Entries:

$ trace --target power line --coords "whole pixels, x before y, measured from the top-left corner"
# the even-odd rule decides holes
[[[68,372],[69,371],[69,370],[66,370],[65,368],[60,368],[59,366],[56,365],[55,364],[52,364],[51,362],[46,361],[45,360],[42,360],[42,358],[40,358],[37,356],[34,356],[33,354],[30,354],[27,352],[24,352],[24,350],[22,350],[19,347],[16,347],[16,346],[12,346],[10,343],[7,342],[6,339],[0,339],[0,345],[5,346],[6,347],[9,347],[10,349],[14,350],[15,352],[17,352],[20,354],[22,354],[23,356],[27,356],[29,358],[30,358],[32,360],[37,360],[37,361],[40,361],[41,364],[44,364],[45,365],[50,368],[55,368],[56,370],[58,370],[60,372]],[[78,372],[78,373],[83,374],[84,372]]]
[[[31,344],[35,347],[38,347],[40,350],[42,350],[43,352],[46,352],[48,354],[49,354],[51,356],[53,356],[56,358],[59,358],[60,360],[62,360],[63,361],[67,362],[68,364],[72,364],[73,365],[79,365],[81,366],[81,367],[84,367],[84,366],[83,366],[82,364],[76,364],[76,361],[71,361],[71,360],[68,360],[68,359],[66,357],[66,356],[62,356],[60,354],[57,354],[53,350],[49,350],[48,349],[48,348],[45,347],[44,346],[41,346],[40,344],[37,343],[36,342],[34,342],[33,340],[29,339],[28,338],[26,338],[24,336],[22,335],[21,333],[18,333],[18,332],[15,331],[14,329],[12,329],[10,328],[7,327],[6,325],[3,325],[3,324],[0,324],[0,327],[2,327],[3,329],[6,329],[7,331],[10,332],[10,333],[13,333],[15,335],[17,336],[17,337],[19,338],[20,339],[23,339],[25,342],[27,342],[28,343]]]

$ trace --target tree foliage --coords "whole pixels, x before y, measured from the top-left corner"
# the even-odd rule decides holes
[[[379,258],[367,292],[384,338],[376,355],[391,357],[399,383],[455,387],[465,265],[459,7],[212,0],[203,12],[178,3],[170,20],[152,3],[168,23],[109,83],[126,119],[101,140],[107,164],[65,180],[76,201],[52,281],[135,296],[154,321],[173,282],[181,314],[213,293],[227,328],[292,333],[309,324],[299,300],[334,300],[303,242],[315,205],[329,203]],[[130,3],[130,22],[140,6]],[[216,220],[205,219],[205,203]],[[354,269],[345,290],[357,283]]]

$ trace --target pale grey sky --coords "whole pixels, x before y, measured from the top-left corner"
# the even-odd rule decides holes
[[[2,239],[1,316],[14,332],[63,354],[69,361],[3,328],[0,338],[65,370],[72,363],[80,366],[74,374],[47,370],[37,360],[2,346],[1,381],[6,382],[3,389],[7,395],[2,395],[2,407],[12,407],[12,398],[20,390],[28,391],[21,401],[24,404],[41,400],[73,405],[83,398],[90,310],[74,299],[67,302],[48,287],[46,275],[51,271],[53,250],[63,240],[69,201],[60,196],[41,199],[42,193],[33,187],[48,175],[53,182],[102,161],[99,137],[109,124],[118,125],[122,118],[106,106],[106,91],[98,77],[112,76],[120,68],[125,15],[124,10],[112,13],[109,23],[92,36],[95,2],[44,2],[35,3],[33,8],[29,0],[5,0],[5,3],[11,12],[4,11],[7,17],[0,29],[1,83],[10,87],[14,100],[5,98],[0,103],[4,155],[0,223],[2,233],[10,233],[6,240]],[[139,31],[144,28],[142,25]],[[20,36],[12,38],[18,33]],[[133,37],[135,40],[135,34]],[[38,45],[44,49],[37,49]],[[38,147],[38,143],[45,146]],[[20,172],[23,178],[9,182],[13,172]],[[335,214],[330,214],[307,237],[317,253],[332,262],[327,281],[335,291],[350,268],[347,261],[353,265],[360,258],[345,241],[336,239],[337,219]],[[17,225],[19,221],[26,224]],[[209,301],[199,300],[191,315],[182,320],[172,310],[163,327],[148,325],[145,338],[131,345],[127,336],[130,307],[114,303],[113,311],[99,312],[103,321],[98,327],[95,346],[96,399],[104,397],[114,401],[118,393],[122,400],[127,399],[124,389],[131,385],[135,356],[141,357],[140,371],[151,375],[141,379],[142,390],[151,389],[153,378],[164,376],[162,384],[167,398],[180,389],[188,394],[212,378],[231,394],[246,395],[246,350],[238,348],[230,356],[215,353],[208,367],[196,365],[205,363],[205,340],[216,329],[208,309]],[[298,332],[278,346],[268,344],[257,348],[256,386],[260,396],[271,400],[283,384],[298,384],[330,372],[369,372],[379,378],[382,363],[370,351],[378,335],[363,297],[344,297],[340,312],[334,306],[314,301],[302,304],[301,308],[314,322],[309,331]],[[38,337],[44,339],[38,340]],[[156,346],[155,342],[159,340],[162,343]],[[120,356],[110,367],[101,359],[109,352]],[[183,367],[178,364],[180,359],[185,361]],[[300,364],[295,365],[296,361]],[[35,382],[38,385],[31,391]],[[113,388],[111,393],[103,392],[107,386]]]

The problem:
Write the material out again in its entirety, exactly as shown.

Solution for this exercise:
$ trace --target power line --coords "whole pixels, x before y, measured from the top-left corner"
# the even-odd rule decides holes
[[[68,372],[69,371],[69,370],[66,370],[65,368],[60,368],[59,366],[56,365],[55,364],[52,364],[51,362],[46,361],[45,360],[42,360],[42,358],[40,358],[37,356],[34,356],[33,354],[30,354],[27,352],[24,352],[24,350],[22,350],[19,347],[16,347],[16,346],[12,346],[10,343],[7,342],[6,339],[0,339],[0,345],[5,346],[6,347],[9,347],[10,349],[14,350],[15,352],[17,352],[20,354],[22,354],[23,356],[27,356],[29,358],[30,358],[32,360],[37,360],[37,361],[40,361],[41,364],[44,364],[45,365],[50,368],[55,368],[56,370],[58,370],[60,372]],[[78,372],[78,373],[83,374],[84,372]]]
[[[31,344],[35,347],[38,347],[40,350],[42,350],[43,352],[46,352],[48,354],[49,354],[51,356],[53,356],[56,358],[59,358],[60,360],[62,360],[63,361],[67,362],[68,364],[72,364],[73,365],[79,365],[81,366],[81,367],[84,367],[84,366],[83,366],[82,364],[76,364],[76,361],[71,361],[71,360],[68,360],[68,359],[66,357],[66,356],[62,356],[60,354],[57,354],[53,350],[49,350],[48,349],[48,348],[45,347],[44,346],[41,346],[40,344],[37,343],[36,342],[34,342],[33,340],[29,339],[28,338],[26,338],[24,336],[22,335],[21,333],[18,333],[18,332],[15,331],[14,329],[12,329],[10,328],[7,327],[6,325],[3,325],[3,324],[0,324],[0,327],[2,327],[3,329],[6,329],[7,331],[10,332],[10,333],[13,333],[15,335],[17,336],[17,337],[19,338],[20,339],[23,339],[25,342],[27,342],[28,343]]]

$ trace --target tree foliage --coords "whole pixels, x before y, measured from the top-left corner"
# the even-odd rule decides holes
[[[379,258],[367,292],[384,338],[376,355],[391,357],[399,383],[455,387],[465,265],[459,7],[212,0],[203,12],[178,3],[170,20],[152,3],[168,23],[109,83],[126,119],[101,140],[107,164],[65,180],[76,201],[52,281],[135,296],[154,321],[173,282],[181,314],[213,293],[227,328],[292,333],[309,324],[299,300],[334,300],[303,242],[315,205],[329,203]],[[130,3],[130,22],[140,6]],[[216,220],[205,219],[205,203]],[[354,269],[345,290],[357,283]]]

$ trace --target pale grey sky --coords "whole pixels, x before y, measured from the top-left corner"
# the even-odd rule decides holes
[[[2,239],[1,316],[14,332],[63,354],[69,361],[3,328],[0,338],[65,370],[72,363],[80,366],[74,374],[47,370],[37,360],[2,346],[1,381],[6,382],[3,389],[7,395],[2,395],[2,407],[12,407],[12,398],[20,390],[28,391],[21,401],[24,404],[41,400],[73,405],[83,398],[90,310],[74,299],[67,302],[48,287],[46,275],[51,271],[53,250],[63,240],[69,201],[60,196],[41,199],[42,193],[33,187],[48,175],[53,182],[102,161],[99,137],[109,124],[118,125],[122,118],[106,106],[106,91],[98,77],[112,76],[120,68],[125,15],[124,10],[112,13],[109,23],[92,36],[95,2],[44,2],[35,3],[33,8],[29,0],[5,0],[5,3],[11,12],[4,11],[7,17],[0,29],[1,83],[10,87],[14,100],[5,98],[0,103],[4,155],[0,223],[2,233],[10,233],[6,240]],[[139,31],[144,28],[142,25]],[[20,36],[12,38],[18,33]],[[133,37],[135,40],[135,34]],[[38,45],[44,49],[37,49]],[[38,147],[38,143],[45,146]],[[20,172],[23,178],[9,182],[13,172]],[[335,214],[330,214],[307,237],[317,253],[332,262],[327,281],[335,291],[350,268],[347,261],[353,265],[360,258],[345,241],[336,239],[337,219]],[[17,225],[19,221],[26,224]],[[209,301],[199,300],[191,315],[182,320],[172,310],[163,327],[148,325],[145,338],[131,345],[127,336],[130,307],[114,303],[113,311],[99,312],[103,321],[98,327],[95,346],[96,399],[104,397],[114,401],[118,393],[122,400],[127,399],[124,389],[131,385],[135,356],[141,357],[140,371],[151,375],[141,379],[142,390],[151,389],[153,378],[164,376],[162,384],[167,398],[180,389],[188,394],[212,378],[231,394],[246,395],[246,350],[238,348],[230,356],[215,353],[208,367],[196,365],[205,363],[205,340],[216,329],[208,309]],[[298,332],[278,346],[268,344],[257,348],[256,386],[260,396],[271,400],[283,384],[298,384],[330,372],[369,372],[379,378],[382,363],[370,351],[378,335],[363,297],[344,297],[340,312],[334,306],[314,301],[302,304],[301,308],[314,322],[309,331]],[[38,337],[44,339],[38,340]],[[156,346],[155,342],[159,340],[162,343]],[[120,356],[110,367],[101,359],[109,352]],[[183,367],[178,364],[180,359],[185,361]],[[300,364],[295,365],[296,361]],[[35,382],[38,385],[31,391]],[[113,388],[111,393],[103,392],[107,386]]]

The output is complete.